* Problem statement
Search the material and gather each line with "path" in it.

* Raw data
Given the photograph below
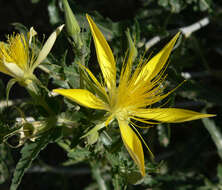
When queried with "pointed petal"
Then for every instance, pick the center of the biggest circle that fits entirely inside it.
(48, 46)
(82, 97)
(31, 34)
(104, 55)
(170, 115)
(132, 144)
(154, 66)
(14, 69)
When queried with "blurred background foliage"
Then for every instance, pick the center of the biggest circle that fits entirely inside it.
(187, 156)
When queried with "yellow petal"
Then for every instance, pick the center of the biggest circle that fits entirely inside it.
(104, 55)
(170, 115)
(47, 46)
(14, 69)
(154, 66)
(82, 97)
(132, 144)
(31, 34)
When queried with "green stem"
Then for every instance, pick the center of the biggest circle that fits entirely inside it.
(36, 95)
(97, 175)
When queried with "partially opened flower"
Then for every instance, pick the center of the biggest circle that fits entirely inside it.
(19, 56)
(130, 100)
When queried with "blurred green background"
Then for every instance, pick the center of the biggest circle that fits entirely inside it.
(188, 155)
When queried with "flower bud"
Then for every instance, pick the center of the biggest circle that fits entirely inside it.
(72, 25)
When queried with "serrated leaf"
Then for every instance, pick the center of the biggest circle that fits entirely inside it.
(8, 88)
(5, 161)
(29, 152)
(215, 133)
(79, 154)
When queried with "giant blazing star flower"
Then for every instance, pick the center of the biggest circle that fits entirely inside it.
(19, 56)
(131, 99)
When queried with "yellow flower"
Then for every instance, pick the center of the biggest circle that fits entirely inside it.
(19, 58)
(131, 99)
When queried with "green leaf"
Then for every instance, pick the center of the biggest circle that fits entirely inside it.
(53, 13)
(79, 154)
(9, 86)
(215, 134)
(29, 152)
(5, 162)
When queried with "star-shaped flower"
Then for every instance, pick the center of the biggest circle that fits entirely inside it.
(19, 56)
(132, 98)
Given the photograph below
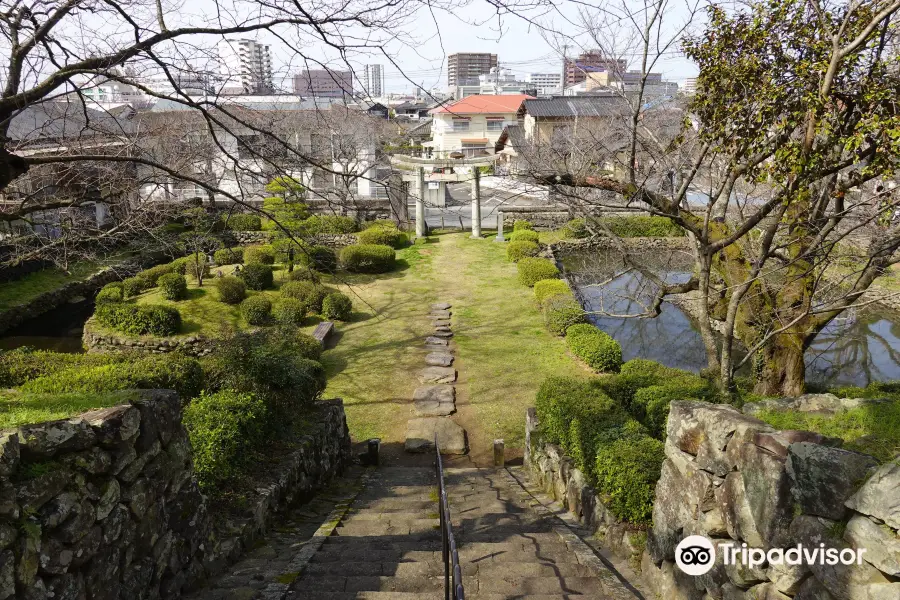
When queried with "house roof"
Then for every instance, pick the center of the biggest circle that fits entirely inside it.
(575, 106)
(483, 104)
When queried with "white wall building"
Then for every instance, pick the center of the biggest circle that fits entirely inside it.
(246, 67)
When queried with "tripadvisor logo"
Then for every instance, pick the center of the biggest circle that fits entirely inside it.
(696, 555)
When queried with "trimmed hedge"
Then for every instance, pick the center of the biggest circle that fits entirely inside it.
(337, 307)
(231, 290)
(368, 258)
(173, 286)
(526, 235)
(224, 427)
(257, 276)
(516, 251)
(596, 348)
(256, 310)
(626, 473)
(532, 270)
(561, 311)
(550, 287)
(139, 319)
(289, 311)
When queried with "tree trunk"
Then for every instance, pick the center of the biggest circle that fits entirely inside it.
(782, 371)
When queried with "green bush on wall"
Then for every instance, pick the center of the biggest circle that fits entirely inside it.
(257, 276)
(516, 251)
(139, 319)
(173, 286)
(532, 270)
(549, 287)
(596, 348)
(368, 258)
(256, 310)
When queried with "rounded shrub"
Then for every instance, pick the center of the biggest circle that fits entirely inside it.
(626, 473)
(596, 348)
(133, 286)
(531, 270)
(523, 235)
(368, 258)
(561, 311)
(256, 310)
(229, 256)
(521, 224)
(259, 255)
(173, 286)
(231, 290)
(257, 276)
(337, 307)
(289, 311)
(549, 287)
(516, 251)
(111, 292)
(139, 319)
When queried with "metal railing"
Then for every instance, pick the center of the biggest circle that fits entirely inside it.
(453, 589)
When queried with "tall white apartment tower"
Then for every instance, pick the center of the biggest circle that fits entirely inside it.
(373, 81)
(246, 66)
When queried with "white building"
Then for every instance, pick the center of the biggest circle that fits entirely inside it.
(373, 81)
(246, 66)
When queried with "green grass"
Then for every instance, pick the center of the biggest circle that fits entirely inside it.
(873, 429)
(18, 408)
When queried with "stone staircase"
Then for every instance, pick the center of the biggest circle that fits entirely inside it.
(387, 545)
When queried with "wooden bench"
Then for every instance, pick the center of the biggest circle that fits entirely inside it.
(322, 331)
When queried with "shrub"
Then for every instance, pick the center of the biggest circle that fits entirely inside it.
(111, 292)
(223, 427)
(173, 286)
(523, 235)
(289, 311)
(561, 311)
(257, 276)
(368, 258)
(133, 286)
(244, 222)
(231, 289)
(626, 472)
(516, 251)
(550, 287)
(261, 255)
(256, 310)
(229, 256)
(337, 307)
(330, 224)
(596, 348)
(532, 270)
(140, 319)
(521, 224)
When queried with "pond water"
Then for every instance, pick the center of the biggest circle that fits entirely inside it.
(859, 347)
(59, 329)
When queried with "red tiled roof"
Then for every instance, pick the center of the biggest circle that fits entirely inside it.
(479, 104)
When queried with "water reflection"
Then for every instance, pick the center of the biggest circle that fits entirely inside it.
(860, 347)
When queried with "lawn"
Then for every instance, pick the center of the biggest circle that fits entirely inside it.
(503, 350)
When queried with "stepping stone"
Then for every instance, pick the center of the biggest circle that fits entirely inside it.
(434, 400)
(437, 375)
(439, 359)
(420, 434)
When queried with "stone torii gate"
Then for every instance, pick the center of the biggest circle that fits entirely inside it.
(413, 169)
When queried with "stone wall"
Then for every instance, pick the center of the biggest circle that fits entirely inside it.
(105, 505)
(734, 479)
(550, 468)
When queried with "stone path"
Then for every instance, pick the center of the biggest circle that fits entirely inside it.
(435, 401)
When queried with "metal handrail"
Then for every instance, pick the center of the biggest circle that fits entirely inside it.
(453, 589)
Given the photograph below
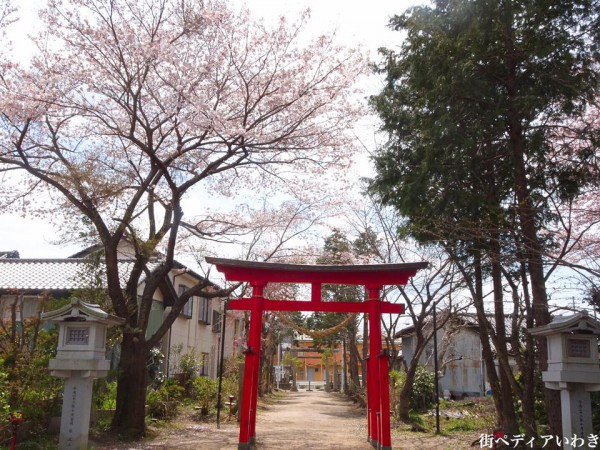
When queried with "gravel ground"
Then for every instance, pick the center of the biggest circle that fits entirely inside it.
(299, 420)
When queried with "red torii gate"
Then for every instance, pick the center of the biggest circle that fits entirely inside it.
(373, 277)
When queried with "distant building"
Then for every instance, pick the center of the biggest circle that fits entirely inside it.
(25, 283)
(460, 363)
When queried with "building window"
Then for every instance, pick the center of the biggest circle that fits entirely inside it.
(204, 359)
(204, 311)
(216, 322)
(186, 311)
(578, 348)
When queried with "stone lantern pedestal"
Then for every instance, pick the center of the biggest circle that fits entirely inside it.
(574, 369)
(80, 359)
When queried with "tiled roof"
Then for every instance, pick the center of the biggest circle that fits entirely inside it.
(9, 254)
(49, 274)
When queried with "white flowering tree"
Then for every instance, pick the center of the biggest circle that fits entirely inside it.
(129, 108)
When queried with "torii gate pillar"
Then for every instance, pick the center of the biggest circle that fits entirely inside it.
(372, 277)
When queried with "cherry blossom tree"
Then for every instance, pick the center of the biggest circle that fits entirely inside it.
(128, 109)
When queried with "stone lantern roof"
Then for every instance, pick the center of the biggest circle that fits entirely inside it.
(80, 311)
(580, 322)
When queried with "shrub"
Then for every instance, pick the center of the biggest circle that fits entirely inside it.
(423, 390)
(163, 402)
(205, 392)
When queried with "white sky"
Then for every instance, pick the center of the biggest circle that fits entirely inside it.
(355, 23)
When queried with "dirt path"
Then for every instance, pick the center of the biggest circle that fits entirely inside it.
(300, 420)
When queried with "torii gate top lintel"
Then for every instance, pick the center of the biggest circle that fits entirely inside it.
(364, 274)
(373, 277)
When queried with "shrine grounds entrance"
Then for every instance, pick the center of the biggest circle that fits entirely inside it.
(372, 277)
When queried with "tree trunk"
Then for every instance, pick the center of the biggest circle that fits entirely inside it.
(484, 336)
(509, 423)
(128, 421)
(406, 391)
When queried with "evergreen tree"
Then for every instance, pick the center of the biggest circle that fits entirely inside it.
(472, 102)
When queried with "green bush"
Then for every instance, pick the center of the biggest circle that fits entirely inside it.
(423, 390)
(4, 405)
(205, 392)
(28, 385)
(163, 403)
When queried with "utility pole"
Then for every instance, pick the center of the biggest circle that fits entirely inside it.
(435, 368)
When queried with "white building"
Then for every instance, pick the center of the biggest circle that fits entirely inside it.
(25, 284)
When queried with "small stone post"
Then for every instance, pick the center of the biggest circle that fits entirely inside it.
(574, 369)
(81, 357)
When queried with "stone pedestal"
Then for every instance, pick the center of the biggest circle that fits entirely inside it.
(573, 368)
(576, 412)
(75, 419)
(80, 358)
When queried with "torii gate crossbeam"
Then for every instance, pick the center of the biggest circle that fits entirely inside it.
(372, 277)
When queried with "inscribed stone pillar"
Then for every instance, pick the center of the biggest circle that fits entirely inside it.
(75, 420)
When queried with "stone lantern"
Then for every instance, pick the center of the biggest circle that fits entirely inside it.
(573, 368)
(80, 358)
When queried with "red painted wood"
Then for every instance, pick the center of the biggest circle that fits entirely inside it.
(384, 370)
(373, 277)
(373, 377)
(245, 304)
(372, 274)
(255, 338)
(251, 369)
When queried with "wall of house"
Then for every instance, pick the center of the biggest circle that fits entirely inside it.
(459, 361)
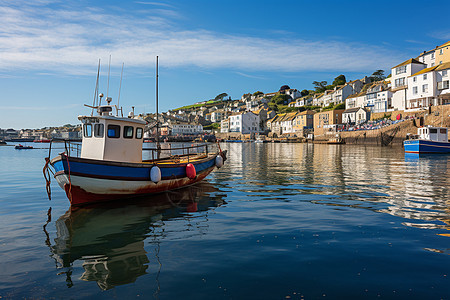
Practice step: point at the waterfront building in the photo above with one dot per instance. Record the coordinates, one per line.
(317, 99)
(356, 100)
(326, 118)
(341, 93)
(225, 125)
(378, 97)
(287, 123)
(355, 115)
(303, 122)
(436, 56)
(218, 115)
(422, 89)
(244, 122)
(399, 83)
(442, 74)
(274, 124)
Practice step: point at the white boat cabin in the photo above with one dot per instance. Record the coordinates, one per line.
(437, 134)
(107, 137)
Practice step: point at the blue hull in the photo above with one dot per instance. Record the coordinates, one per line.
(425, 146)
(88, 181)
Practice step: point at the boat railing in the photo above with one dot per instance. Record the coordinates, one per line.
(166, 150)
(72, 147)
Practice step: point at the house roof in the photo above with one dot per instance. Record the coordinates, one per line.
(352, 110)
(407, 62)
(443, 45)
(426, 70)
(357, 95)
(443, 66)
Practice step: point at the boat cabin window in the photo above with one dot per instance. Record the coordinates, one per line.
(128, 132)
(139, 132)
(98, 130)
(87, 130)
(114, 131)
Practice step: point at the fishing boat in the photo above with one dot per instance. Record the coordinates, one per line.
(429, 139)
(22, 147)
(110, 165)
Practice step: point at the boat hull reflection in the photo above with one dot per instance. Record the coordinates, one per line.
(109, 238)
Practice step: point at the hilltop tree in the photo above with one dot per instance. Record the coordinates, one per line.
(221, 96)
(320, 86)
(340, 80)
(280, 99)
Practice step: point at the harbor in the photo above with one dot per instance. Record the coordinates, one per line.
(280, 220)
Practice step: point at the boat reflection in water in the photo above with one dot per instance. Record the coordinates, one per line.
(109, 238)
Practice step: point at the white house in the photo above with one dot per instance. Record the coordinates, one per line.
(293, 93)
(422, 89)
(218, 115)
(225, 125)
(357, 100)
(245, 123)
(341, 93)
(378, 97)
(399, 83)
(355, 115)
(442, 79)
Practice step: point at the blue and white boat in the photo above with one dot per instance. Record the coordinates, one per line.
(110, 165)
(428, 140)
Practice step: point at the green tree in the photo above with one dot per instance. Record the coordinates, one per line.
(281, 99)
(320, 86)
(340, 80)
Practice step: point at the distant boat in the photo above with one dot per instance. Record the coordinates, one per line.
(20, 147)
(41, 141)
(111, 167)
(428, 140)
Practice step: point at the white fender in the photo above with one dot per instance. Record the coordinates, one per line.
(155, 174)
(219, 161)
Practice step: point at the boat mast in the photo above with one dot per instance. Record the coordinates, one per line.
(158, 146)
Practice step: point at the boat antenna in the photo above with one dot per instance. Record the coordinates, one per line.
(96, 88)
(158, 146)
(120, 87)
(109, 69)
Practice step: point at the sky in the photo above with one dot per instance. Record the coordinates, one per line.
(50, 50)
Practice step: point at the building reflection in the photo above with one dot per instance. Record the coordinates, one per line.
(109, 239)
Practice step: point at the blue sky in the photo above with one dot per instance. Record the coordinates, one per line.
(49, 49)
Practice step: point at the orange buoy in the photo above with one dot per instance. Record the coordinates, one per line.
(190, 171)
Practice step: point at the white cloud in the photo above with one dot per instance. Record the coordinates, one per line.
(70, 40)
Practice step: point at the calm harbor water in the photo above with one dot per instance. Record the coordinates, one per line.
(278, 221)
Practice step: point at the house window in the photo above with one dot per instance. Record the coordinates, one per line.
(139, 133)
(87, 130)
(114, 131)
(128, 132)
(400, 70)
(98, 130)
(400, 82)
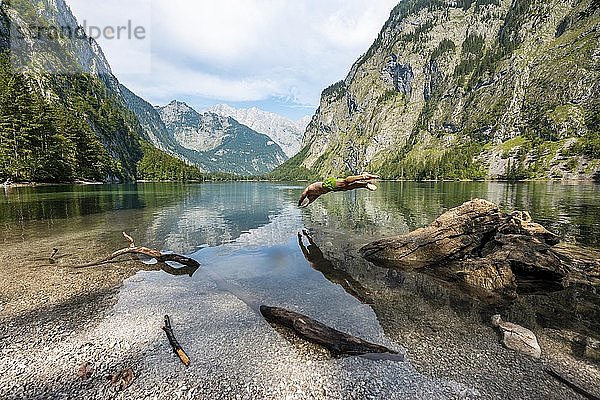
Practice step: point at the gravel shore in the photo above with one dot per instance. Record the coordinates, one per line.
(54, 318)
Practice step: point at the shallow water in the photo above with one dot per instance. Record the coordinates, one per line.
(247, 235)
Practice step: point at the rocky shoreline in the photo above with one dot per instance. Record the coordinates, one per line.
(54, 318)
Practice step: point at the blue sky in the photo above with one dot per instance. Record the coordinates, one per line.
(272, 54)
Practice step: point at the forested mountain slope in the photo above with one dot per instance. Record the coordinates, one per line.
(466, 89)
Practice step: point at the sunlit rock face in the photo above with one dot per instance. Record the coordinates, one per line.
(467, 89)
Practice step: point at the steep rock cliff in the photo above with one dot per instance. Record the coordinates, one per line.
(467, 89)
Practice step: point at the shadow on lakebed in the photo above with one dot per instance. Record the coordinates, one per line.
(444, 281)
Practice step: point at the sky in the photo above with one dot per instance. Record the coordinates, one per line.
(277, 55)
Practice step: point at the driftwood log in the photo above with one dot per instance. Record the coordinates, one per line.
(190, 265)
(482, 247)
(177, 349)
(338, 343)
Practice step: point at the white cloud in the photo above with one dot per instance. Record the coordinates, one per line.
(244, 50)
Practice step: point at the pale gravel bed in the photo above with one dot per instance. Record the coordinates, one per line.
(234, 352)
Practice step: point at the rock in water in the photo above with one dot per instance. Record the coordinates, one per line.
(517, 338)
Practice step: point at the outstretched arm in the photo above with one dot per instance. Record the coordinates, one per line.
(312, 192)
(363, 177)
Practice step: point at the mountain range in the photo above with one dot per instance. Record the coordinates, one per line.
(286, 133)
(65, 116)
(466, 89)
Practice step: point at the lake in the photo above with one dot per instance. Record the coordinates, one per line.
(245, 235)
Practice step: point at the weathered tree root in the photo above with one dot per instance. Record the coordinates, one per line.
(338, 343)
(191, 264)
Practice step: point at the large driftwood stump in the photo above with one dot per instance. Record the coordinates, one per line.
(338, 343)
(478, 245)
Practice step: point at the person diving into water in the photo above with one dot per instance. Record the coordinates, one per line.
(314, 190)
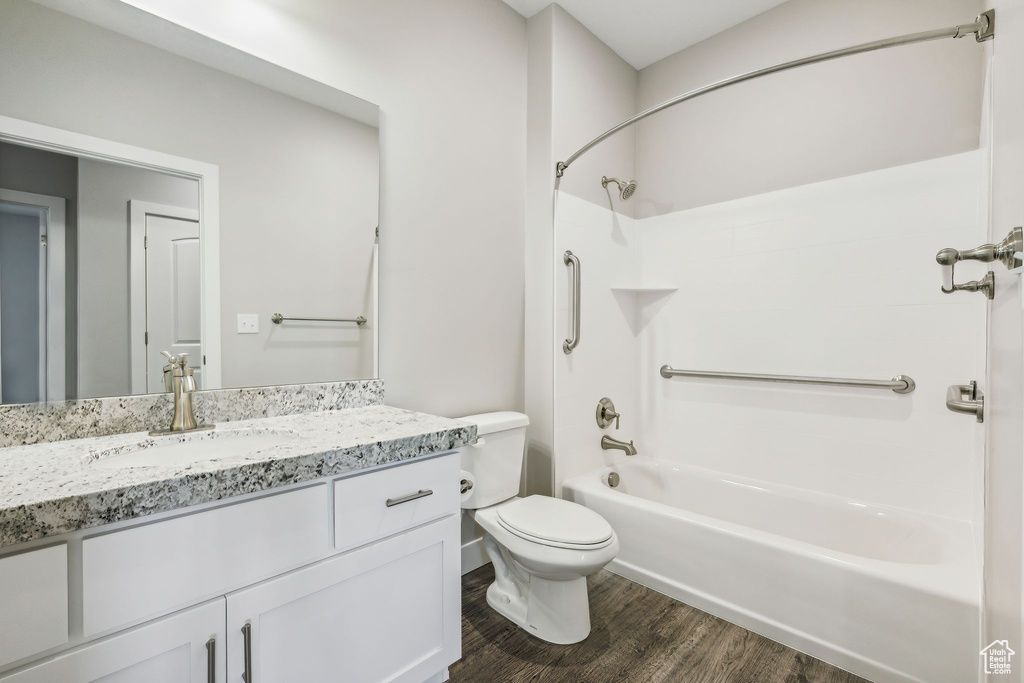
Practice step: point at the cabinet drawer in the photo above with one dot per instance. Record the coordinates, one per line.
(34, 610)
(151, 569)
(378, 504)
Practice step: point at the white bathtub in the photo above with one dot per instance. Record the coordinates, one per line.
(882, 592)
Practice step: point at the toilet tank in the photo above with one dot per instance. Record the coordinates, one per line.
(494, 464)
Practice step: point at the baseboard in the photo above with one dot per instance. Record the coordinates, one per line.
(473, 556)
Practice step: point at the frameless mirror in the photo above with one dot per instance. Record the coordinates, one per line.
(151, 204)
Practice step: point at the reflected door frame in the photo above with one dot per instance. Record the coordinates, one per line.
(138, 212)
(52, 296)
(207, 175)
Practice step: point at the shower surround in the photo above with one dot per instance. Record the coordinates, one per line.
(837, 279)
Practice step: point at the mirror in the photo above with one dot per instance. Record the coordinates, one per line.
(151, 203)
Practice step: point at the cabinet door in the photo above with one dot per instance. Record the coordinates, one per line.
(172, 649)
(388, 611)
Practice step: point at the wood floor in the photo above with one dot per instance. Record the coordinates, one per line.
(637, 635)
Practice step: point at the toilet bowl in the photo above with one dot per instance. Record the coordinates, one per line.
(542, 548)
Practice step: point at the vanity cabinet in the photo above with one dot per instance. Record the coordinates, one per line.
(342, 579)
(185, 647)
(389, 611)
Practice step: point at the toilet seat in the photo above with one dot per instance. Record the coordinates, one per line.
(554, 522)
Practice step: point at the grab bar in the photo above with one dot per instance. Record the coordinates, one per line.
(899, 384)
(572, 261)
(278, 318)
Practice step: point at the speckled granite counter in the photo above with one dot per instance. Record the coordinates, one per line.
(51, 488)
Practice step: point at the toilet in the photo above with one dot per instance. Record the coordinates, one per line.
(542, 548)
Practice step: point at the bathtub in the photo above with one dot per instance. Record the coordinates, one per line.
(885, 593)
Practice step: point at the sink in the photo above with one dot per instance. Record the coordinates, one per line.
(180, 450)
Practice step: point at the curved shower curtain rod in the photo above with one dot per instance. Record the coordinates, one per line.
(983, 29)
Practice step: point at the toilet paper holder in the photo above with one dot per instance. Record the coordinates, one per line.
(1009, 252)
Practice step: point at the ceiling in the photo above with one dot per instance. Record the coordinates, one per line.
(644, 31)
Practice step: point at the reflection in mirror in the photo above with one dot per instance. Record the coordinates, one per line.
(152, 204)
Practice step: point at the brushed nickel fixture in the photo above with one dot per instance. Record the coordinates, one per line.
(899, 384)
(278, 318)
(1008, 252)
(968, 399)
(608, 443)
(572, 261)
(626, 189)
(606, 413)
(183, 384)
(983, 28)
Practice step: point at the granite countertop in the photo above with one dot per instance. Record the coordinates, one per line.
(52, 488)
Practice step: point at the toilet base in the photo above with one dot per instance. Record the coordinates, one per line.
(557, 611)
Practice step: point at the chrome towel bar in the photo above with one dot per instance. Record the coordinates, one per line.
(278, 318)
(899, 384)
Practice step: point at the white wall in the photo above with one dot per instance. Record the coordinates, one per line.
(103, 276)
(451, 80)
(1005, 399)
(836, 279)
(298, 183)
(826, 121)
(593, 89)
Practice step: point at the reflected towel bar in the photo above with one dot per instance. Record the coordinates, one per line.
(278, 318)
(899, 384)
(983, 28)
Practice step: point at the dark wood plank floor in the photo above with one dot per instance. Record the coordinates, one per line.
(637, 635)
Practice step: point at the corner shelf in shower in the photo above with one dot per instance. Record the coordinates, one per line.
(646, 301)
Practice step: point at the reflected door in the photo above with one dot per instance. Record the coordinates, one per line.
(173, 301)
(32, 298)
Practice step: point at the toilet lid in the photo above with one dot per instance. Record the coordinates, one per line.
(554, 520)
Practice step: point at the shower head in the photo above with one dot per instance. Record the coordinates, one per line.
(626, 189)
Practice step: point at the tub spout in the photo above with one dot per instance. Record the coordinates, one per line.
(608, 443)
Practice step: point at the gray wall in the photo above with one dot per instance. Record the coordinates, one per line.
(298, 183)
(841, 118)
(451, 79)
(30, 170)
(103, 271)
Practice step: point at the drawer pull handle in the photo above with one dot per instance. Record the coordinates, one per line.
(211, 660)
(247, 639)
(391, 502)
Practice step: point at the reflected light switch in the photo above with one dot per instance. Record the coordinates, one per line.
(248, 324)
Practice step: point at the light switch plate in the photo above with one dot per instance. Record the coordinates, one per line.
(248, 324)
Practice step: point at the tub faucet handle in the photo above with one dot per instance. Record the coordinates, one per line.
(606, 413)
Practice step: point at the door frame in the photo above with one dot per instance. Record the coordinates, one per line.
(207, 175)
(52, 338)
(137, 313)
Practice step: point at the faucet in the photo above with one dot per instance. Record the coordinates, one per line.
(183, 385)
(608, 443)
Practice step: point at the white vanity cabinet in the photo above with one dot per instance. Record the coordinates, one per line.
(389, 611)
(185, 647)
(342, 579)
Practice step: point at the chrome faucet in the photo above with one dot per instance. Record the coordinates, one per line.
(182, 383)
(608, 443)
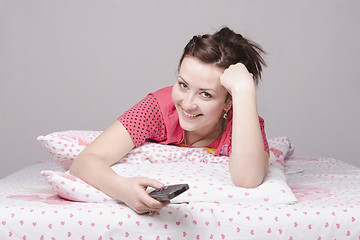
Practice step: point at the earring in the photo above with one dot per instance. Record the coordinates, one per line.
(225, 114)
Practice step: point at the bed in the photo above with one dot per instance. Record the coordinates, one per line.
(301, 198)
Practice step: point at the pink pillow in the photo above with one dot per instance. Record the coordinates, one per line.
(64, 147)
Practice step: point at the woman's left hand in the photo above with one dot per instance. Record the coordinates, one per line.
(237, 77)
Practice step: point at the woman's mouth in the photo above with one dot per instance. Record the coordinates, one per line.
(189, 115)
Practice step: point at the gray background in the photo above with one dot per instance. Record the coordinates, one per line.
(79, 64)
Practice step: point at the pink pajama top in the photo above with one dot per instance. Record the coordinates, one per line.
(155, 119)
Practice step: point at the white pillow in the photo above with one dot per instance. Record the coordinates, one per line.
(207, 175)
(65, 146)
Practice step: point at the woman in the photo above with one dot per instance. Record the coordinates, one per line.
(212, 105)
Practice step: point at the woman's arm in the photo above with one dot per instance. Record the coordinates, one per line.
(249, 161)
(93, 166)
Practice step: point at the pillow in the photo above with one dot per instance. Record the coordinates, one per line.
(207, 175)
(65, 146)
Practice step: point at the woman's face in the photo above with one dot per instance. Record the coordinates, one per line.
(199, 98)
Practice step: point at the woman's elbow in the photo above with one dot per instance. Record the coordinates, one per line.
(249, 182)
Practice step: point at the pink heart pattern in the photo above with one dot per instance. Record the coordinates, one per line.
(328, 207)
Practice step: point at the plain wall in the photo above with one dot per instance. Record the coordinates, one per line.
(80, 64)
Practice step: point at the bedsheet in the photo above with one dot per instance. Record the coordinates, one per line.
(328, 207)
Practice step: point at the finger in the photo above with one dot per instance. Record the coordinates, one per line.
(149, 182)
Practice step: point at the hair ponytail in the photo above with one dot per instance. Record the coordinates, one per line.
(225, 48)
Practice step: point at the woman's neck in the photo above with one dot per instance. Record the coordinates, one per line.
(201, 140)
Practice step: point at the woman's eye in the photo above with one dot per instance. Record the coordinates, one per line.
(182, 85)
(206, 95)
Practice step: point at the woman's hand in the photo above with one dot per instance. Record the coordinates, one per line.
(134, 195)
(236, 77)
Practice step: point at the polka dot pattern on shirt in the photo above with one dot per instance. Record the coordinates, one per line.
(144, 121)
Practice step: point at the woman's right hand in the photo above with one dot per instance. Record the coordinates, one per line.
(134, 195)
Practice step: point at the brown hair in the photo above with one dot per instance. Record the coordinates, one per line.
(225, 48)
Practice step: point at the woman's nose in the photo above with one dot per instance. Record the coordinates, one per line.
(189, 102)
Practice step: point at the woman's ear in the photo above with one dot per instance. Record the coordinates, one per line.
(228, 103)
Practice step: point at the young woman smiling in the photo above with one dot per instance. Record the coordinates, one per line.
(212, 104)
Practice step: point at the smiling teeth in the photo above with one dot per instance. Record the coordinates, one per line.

* Response
When queried with "stone path"
When queried with "dirt path"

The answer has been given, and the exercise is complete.